# EXERCISE INSTRUCTIONS:
Note each line of the entries that includes "curved". Then copy those lines.
================================
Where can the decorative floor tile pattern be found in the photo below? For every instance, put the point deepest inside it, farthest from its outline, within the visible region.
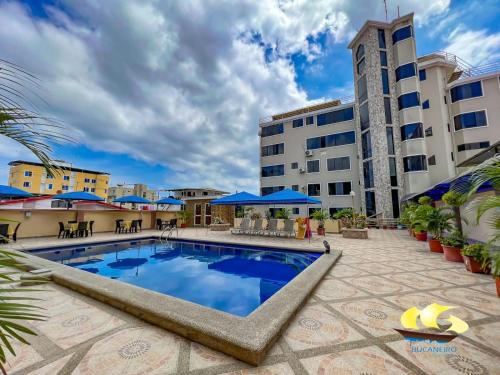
(346, 328)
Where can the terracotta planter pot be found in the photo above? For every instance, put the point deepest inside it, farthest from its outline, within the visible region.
(452, 254)
(421, 236)
(435, 246)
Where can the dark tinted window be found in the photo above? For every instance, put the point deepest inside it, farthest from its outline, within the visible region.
(412, 131)
(335, 116)
(469, 90)
(470, 120)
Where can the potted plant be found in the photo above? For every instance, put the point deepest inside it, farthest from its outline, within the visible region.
(320, 216)
(476, 258)
(452, 246)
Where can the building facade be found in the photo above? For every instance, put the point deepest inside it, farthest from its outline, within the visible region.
(413, 120)
(32, 177)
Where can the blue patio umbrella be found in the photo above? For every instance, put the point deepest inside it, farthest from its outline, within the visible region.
(12, 192)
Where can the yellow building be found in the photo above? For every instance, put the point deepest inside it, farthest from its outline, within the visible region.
(33, 177)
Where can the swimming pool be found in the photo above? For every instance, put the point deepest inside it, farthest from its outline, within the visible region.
(232, 278)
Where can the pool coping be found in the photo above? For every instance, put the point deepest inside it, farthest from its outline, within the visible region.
(245, 338)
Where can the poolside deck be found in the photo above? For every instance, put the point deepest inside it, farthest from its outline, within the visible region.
(347, 325)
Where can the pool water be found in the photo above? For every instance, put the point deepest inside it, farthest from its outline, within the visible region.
(231, 278)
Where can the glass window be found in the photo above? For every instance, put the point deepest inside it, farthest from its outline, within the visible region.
(402, 34)
(366, 145)
(406, 71)
(466, 91)
(383, 58)
(385, 81)
(393, 172)
(339, 188)
(422, 75)
(340, 115)
(473, 146)
(338, 139)
(312, 166)
(273, 170)
(314, 190)
(371, 208)
(362, 91)
(338, 164)
(412, 131)
(267, 131)
(270, 189)
(470, 120)
(387, 109)
(381, 38)
(390, 140)
(368, 174)
(271, 150)
(297, 123)
(414, 163)
(411, 99)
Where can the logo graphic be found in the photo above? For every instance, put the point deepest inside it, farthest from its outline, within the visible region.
(428, 318)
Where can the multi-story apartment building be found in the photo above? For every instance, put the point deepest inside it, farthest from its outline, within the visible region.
(412, 121)
(32, 177)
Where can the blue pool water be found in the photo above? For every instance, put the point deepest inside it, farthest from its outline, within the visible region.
(234, 279)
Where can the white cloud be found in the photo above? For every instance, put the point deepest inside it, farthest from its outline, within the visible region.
(174, 82)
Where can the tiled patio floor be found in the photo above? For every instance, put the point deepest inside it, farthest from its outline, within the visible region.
(345, 328)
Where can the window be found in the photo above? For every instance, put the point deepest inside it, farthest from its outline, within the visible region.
(276, 149)
(362, 92)
(406, 71)
(415, 163)
(338, 139)
(366, 145)
(312, 166)
(422, 75)
(393, 172)
(314, 190)
(364, 117)
(466, 91)
(368, 174)
(339, 188)
(402, 34)
(273, 170)
(270, 189)
(411, 99)
(298, 123)
(338, 164)
(381, 38)
(473, 146)
(385, 81)
(387, 109)
(412, 131)
(340, 115)
(267, 131)
(470, 120)
(383, 58)
(371, 208)
(390, 140)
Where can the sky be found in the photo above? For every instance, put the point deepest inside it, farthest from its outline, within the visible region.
(169, 93)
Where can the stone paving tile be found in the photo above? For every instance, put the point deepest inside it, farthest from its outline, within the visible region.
(466, 360)
(369, 360)
(315, 326)
(373, 315)
(140, 350)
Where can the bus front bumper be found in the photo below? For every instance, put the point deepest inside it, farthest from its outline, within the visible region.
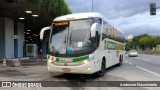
(86, 68)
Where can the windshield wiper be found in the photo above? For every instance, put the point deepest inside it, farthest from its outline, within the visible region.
(71, 43)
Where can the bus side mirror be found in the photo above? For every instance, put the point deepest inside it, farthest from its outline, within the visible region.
(43, 30)
(95, 27)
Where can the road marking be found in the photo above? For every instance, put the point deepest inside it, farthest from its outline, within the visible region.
(143, 59)
(148, 71)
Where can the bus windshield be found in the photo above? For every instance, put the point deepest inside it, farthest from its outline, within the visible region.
(70, 37)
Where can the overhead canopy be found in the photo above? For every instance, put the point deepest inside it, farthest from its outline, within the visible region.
(46, 10)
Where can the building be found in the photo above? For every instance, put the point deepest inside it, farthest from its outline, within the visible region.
(20, 25)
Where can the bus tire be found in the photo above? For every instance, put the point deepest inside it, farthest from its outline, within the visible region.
(103, 69)
(120, 60)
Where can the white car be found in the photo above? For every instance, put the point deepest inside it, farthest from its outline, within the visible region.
(132, 53)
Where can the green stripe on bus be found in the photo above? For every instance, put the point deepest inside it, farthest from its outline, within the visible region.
(77, 59)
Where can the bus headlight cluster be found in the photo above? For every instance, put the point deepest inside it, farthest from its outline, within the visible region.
(50, 58)
(85, 61)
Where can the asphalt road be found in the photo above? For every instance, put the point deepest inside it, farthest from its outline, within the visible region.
(142, 68)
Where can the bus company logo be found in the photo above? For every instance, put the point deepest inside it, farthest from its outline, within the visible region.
(111, 45)
(65, 64)
(6, 84)
(65, 60)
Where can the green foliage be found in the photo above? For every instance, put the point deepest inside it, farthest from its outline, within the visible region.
(51, 7)
(143, 41)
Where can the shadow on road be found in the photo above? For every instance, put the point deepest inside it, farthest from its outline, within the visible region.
(82, 77)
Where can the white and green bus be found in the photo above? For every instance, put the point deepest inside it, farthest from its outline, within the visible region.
(83, 43)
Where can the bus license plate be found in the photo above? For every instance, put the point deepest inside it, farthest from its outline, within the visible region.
(66, 69)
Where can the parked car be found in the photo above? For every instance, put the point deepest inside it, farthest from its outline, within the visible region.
(132, 53)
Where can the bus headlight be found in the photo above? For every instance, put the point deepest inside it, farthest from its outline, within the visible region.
(85, 61)
(50, 58)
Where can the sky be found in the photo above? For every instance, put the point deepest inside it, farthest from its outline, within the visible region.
(130, 16)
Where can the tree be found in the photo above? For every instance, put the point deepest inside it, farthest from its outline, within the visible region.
(146, 42)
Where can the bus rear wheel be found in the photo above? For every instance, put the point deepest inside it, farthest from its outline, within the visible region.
(103, 69)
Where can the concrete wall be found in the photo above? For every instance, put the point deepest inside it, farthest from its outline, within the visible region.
(20, 39)
(9, 41)
(2, 38)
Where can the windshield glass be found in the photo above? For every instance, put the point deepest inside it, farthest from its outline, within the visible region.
(71, 37)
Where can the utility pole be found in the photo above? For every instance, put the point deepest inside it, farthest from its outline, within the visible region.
(92, 5)
(153, 8)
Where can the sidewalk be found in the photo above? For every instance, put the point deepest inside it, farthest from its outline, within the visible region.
(156, 53)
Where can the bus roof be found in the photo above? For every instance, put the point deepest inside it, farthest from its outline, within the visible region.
(79, 16)
(82, 16)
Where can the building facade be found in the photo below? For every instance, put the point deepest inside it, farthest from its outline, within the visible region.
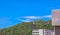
(42, 32)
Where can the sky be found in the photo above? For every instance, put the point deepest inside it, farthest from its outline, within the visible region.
(13, 12)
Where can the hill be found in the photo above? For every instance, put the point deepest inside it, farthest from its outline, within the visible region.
(25, 28)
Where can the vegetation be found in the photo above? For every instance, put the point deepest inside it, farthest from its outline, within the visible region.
(25, 28)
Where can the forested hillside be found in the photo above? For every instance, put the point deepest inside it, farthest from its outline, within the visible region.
(25, 28)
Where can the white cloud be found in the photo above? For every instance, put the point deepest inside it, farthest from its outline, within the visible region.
(30, 18)
(23, 20)
(38, 17)
(48, 16)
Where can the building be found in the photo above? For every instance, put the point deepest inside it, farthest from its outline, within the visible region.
(56, 21)
(42, 32)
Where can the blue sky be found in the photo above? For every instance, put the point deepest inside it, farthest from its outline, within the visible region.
(13, 12)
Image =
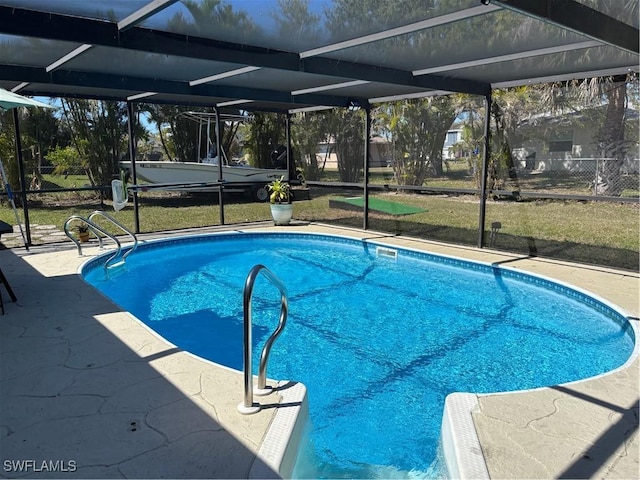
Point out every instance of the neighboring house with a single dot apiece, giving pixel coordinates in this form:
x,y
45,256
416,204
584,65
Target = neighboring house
x,y
379,154
453,136
556,143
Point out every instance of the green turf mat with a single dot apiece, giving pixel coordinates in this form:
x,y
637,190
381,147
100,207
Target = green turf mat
x,y
375,204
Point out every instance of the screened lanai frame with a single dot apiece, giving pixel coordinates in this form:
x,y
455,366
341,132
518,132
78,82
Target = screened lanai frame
x,y
147,51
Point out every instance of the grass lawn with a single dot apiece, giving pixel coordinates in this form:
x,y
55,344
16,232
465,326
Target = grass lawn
x,y
607,227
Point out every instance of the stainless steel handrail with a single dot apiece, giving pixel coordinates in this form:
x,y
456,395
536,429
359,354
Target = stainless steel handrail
x,y
247,406
94,228
121,227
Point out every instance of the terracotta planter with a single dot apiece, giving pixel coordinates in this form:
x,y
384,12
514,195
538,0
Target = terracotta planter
x,y
281,213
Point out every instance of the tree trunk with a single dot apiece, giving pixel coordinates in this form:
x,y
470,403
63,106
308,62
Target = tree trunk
x,y
612,144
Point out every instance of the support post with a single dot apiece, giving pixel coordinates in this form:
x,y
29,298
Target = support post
x,y
287,123
485,164
219,154
132,156
23,183
367,134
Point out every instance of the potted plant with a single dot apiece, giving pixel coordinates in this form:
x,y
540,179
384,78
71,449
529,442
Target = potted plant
x,y
280,198
83,232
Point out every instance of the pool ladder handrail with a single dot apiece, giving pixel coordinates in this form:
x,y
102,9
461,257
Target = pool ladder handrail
x,y
248,406
120,226
96,229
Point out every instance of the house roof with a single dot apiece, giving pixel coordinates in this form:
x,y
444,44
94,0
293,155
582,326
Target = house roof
x,y
285,55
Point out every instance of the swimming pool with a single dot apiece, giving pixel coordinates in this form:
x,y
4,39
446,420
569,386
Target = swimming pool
x,y
379,340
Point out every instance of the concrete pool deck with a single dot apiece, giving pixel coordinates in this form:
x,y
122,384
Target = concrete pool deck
x,y
86,384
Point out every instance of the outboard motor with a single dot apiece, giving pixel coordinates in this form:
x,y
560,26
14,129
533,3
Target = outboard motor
x,y
279,157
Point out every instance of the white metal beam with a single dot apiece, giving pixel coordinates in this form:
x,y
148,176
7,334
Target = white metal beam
x,y
394,32
143,13
81,49
333,86
509,57
220,76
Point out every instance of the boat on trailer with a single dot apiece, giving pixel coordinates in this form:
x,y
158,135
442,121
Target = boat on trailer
x,y
189,176
206,174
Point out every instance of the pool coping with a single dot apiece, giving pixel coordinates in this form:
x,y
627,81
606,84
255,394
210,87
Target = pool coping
x,y
492,449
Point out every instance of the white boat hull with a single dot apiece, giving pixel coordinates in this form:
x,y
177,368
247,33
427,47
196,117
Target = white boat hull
x,y
198,173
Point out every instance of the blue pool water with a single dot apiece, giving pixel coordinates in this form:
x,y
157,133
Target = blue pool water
x,y
379,342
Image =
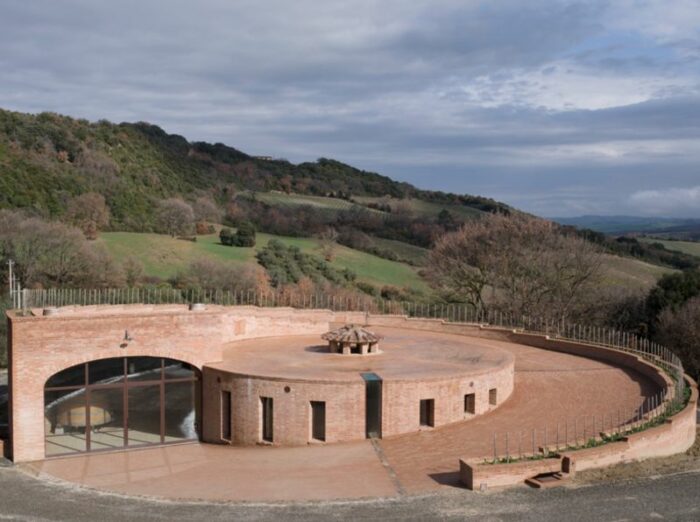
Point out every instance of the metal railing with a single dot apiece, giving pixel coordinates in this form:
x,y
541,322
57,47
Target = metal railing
x,y
583,431
574,430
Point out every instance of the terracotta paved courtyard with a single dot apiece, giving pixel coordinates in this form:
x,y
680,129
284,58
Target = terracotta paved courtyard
x,y
549,388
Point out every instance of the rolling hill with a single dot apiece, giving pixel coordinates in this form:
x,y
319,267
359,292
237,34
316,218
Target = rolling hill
x,y
163,256
46,159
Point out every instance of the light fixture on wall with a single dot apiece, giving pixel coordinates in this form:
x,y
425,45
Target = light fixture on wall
x,y
127,339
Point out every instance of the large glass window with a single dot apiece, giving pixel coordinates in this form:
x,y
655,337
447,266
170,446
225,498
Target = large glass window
x,y
121,402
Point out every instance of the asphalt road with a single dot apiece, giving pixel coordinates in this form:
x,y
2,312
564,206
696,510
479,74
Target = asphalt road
x,y
674,497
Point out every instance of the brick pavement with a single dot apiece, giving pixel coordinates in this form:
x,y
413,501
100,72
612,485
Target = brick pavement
x,y
549,387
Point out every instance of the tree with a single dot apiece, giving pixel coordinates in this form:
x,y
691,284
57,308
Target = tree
x,y
174,217
206,210
54,254
679,330
243,237
328,243
245,234
226,236
209,274
89,212
532,267
133,270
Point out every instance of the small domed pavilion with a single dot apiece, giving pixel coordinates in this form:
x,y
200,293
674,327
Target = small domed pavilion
x,y
352,339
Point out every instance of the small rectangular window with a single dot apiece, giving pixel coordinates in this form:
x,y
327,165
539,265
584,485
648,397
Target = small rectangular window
x,y
226,415
267,428
470,403
493,397
427,412
318,420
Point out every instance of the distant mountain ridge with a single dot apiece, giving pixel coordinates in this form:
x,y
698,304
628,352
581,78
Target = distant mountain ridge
x,y
621,225
47,158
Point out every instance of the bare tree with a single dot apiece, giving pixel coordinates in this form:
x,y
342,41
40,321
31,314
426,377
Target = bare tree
x,y
680,331
206,210
133,270
215,275
328,243
89,212
54,254
532,267
174,217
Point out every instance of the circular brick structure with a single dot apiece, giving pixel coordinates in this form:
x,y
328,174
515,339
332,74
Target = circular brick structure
x,y
291,390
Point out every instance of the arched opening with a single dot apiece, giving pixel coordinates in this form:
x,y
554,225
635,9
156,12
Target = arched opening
x,y
122,402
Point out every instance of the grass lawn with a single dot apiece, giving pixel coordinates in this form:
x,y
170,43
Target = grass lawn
x,y
162,256
687,247
631,273
426,208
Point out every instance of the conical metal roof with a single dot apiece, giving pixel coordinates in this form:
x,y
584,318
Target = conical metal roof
x,y
351,333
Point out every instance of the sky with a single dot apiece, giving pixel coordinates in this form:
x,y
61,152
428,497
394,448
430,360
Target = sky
x,y
558,108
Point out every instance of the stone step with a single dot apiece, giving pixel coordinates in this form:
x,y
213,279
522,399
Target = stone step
x,y
548,480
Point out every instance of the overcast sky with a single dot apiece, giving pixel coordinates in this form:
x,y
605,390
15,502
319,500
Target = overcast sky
x,y
559,108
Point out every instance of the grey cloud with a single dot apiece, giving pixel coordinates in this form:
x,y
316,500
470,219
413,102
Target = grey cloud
x,y
376,84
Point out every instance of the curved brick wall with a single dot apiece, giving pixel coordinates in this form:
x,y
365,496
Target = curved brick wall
================================
# EXERCISE RESULT:
Point out every instance of the curved brick wall with a single dot apiece, giving pixel coordinates in this form:
Target = curved brick wall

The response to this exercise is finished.